Prompt 1: Decide whether each statement agrees with the acknowledgments below. Answer yes or no for (a), (b) and (c), and quote the deciding words of the acknowledgments exactly. (a) The writer's two co-supervisors were Thomas Engel and Olivier Festor. (b) The writer's Ph.D. lasted five years. (c) Jérôme François helped the writer at the start of the Ph.D.
Prompt 2: Repeat word for word the part of the acknowledgments below from "Remerciements My ﬁrst" up to and including "of this Ph.D.".

>> START Passage shown

Laboratoire Lorrain de Recherche en Informatique et ses Applications — UMR 7503 Mis en page avec la classe thesul.
Remerciements My ﬁrst thanks go to the reviewers of this document and to the jury members who accepted to evaluate it. I thank them for the time they spent to read it, for the interest they showed to my work and for the constructive reviews and comment I got out of their evaluation. These helped me to improve this manuscript, to identify some improvements that can be brought to this work and new research perspectives that can be explored.
I faithfully thank my two co-supervisors, Thomas Engel and Olivier Festor for welcoming me in their team at SnT and LORIA during the four years of my Ph.D.. They both provided me a very good support and wise advices while I was doing my research activities. I thank them for their listening, their help and the constructive feedback they gave me. Their supervision has been a key element for the achievement of this Ph.D.
I also want to thank Radu State and Jérôme François. I met Radu Sate while he was my professor at TELECOM Nancy. I discovered and started to do research activities under his supervision. He gave me the taste and the motivation to do research by sharing his work and passion with me. I thanks him for the opportunity he gave me to work with him, for his support and the help he provided me during the past four years. I thank Jérôme François for the supervision and the help he provided me when I started my Ph.D. He put me on the right track from the beginning and we collaborated on many research activities afterwards. It has been a pleasure to work with both of them and they were of great help to produce the results presented in this document.

>> END Passage shown
>> START Entries provided

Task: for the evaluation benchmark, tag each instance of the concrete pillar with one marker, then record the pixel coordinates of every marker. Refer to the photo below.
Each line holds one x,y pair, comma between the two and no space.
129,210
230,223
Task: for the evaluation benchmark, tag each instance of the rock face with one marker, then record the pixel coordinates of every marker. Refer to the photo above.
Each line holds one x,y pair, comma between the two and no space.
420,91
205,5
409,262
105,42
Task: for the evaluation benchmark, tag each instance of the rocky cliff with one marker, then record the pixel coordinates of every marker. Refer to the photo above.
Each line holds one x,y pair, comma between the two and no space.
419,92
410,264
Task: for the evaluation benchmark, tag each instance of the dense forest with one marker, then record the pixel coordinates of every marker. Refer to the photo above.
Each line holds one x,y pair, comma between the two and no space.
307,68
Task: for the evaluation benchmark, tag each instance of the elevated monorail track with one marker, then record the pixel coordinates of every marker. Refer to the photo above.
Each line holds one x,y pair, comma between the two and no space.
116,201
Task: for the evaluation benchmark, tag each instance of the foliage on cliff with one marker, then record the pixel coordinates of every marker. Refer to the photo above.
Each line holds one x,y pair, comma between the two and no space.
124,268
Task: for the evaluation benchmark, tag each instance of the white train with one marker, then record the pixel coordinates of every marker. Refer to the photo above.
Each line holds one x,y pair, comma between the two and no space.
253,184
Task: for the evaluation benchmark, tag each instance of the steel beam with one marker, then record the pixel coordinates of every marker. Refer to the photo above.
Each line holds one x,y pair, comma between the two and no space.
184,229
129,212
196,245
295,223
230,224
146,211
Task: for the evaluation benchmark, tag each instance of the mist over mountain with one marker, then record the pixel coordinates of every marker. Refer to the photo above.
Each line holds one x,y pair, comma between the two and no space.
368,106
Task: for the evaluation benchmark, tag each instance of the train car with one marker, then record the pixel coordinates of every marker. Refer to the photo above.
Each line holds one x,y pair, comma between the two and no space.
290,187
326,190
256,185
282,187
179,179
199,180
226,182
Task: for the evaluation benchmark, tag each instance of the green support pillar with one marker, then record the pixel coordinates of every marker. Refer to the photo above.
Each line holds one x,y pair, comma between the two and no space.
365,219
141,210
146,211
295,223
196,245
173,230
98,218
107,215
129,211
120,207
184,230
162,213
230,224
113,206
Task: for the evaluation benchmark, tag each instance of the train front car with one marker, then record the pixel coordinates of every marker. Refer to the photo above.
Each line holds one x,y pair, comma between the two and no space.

>> END Entries provided

Full solution 1:
(a) Yes: "I faithfully thank my two co-supervisors, Thomas Engel and Olivier Festor"
(b) No: "during the four years of my Ph.D."
(c) Yes: "the help he provided me when I started my Ph.D."

Full solution 2:
Remerciements My ﬁrst thanks go to the reviewers of this document and to the jury members who accepted to evaluate it. I thank them for the time they spent to read it, for the interest they showed to my work and for the constructive reviews and comment I got out of their evaluation. These helped me to improve this manuscript, to identify some improvements that can be brought to this work and new research perspectives that can be explored.
I faithfully thank my two co-supervisors, Thomas Engel and Olivier Festor for welcoming me in their team at SnT and LORIA during the four years of my Ph.D.. They both provided me a very good support and wise advices while I was doing my research activities. I thank them for their listening, their help and the constructive feedback they gave me. Their supervision has been a key element for the achievement of this Ph.D.